REQUIRED ACTION:
Once the line with "Target: sea water" is found in the entries below, repeat it and each following line exactly, up to and including the line with "Spot the handbag, then". Add no other lines.

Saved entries
● ● ● ● ●

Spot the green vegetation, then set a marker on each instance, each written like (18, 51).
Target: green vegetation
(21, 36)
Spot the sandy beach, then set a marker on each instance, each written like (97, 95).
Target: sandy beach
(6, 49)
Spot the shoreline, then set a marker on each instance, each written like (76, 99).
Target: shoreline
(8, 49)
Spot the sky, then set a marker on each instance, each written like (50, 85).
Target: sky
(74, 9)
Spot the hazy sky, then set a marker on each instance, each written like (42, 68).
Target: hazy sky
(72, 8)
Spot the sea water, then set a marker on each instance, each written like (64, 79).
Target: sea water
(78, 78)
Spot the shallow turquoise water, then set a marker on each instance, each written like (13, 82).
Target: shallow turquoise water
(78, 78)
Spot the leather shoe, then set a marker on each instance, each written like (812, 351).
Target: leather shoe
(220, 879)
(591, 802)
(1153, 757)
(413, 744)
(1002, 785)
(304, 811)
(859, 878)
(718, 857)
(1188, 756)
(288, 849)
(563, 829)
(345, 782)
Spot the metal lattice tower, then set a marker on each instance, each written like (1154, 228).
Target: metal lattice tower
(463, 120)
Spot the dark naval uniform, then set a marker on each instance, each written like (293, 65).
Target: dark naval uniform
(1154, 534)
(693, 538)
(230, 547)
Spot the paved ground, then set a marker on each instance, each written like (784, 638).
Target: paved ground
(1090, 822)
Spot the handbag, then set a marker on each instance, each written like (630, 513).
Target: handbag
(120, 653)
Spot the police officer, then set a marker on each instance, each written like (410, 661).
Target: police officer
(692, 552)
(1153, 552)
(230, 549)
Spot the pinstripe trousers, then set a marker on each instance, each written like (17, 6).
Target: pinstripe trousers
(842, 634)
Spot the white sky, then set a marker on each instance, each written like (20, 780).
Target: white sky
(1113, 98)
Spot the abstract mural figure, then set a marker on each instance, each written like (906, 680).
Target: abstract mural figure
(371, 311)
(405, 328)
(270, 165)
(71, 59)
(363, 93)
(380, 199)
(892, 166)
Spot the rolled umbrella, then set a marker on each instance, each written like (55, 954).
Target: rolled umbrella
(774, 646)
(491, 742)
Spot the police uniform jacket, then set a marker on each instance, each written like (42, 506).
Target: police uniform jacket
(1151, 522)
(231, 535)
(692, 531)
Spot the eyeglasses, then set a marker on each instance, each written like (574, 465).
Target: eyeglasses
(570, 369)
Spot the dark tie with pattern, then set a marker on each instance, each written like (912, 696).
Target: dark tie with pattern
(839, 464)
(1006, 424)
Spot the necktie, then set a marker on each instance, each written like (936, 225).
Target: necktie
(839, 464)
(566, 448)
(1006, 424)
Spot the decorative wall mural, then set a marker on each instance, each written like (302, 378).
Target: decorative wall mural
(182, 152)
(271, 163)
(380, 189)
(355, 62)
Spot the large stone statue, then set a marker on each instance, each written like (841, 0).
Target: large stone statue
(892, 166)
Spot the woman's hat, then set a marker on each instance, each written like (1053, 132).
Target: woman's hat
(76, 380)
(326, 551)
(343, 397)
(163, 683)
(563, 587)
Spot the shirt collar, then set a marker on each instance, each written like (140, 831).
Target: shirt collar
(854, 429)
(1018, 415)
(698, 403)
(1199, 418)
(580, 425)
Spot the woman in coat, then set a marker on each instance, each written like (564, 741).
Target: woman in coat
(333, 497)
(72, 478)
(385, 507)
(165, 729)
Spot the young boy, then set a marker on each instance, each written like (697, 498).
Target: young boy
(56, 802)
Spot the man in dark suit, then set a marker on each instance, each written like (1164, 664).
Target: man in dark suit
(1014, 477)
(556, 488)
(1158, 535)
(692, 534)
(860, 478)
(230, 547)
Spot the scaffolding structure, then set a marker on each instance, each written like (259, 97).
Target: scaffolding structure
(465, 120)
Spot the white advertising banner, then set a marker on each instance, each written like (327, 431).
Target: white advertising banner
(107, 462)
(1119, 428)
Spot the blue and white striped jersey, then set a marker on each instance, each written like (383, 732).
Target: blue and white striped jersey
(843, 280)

● ● ● ● ●

RESULT FOR THIS EXERCISE:
Target: sea water
(78, 78)
Spot the shallow turquoise water, then set a marker on each instance, each written like (13, 82).
Target: shallow turquoise water
(78, 78)
Spot the leather shoe, then set a marker on each instance, each written like (812, 351).
Target: leather shoe
(220, 879)
(591, 802)
(1153, 757)
(413, 744)
(1002, 785)
(304, 811)
(859, 878)
(718, 857)
(1188, 756)
(288, 849)
(563, 829)
(345, 782)
Spot the metal lattice tower, then set a marker on each instance, each written like (1154, 228).
Target: metal lattice tower
(463, 120)
Spot the dark naval uniform, then set a marker on each instance, each written like (293, 65).
Target: dark naval uniform
(1154, 534)
(693, 538)
(230, 547)
Spot the paved ground, then set a marker on each instance, each written like (784, 638).
Target: paved ground
(1090, 822)
Spot the handbag, then set a marker on each instance, each written like (630, 513).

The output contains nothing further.